__Passage given__:

Note: SYNSTAGE can handle either or both types of URIs in a single input file.

Parameters

Check out the Quickstart section for example parameter values.

entry: (Required) The name of the workflow to run (synstage). This should be the name of the workflow file in the workflows/ directory.
input: (Required) A text file containing Synapse URIs (e.g. syn://syn28521174). The text file can have any format (e.g. a single column of Synapse URIs, a CSV/TSV sample sheet for an nf-core workflow).
outdir: (Optional) An output location where the Synapse files will be staged. Currently, this location must be an S3 prefix for Nextflow Tower runs. If not provided, this will default to the parent directory of the input file.
save_strategy: (Optional) A string indicating where to stage the files within the outdir. Options include:
- id_folders: Files will be staged in child folders named after the Synapse or Seven Bridges ID of the file. This is the default behavior.
- flat: Files will be staged in top level of the outdir.

Known Limitations

The only way for the workflow to download Synapse files is by listing Synapse URIs in a file. You cannot provide a list of Synapse IDs or URIs to a parameter.
The workflow doesn't check if newer versions exist for the files associated with the Synapse URIs. If you need to force-download a newer version, you should manually delete the staged version.

`SYNINDEX`: Index S3 Objects Into Synapse

Purpose

The purpose of this workflow is to parallelize the process of indexing files in an S3 bucket into Synapse. SYNINDEX is intended to be used after a general-purpose (e.g. nf-core) workflow that doesn't contain platform-specific steps for uploading/indexing data.

Overview

SYNINDEX performs the following steps:

Gets the Synapse user ID for the account that provided the SYNAPSE_AUTH_TOKEN secret.

__Record extracts__:

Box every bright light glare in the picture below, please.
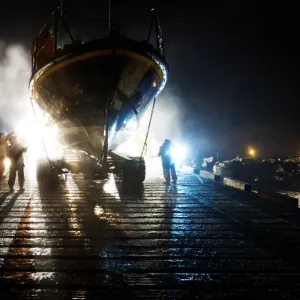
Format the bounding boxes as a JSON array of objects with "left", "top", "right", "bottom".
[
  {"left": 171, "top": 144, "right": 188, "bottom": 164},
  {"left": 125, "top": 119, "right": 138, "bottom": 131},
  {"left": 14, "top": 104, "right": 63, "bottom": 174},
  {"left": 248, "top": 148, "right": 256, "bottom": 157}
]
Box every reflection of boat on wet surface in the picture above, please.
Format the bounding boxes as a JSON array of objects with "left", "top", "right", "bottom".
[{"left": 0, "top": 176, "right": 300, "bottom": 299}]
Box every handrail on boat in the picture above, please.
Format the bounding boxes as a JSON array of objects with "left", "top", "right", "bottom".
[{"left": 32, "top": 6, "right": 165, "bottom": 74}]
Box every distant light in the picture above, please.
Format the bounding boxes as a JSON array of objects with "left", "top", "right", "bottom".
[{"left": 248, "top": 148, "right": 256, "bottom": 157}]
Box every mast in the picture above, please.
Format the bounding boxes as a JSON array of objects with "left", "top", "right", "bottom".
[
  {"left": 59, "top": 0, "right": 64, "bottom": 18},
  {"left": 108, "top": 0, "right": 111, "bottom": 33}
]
--
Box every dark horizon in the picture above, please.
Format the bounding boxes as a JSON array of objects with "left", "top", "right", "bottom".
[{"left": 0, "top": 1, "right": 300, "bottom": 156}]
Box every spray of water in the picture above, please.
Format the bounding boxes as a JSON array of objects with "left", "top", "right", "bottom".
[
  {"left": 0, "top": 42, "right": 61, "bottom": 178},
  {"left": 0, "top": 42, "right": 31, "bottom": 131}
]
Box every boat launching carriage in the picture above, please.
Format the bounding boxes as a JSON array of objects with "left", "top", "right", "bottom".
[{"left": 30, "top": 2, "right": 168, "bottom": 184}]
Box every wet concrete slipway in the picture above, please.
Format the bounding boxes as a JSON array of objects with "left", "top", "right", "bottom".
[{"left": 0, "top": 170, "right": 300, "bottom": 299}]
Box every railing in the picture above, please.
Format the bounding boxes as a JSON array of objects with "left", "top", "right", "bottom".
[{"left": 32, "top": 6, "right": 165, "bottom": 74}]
---
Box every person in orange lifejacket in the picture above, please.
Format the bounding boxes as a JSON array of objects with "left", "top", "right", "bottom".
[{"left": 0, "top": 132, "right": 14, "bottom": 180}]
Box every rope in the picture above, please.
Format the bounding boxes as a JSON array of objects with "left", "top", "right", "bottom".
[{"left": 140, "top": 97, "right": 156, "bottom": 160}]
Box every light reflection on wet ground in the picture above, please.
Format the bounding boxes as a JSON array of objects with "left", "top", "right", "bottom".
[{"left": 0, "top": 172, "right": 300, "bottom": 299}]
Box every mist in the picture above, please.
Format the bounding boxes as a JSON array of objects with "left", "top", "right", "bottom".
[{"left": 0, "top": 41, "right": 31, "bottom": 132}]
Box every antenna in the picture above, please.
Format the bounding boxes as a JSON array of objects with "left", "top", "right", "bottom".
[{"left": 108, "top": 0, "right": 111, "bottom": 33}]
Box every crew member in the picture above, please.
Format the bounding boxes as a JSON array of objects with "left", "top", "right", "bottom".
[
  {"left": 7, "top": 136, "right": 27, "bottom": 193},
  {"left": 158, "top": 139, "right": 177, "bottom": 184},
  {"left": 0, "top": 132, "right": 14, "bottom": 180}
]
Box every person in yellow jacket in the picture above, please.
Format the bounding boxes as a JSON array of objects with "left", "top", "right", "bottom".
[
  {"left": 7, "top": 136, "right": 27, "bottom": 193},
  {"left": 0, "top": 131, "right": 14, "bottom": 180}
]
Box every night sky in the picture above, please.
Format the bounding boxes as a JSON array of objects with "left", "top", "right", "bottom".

__Jobs__:
**1.** Answer these from the workflow passage:
(a) Where do staged files go by default if no outdir is given?
(b) What must be done to force-download a newer version of a file?
(c) After what kind of workflow is SYNINDEX intended to be used?
**2.** Take the stretch of the workflow passage from "- flat: Files" through "for uploading/indexing data." and rewrite it, swapping "Synapse URIs" for "Synapse links".

__Written responses__:
**1.**
(a) To the parent directory of the input file.
(b) The staged version must be deleted manually.
(c) After a general-purpose (e.g. nf-core) workflow that doesn't contain platform-specific steps for uploading/indexing data.

**2.**
- flat: Files will be staged in top level of the outdir.

Known Limitations

The only way for the workflow to download Synapse files is by listing Synapse links in a file. You cannot provide a list of Synapse IDs or URIs to a parameter.
The workflow doesn't check if newer versions exist for the files associated with the Synapse links. If you need to force-download a newer version, you should manually delete the staged version.

`SYNINDEX`: Index S3 Objects Into Synapse

Purpose

The purpose of this workflow is to parallelize the process of indexing files in an S3 bucket into Synapse. SYNINDEX is intended to be used after a general-purpose (e.g. nf-core) workflow that doesn't contain platform-specific steps for uploading/indexing data.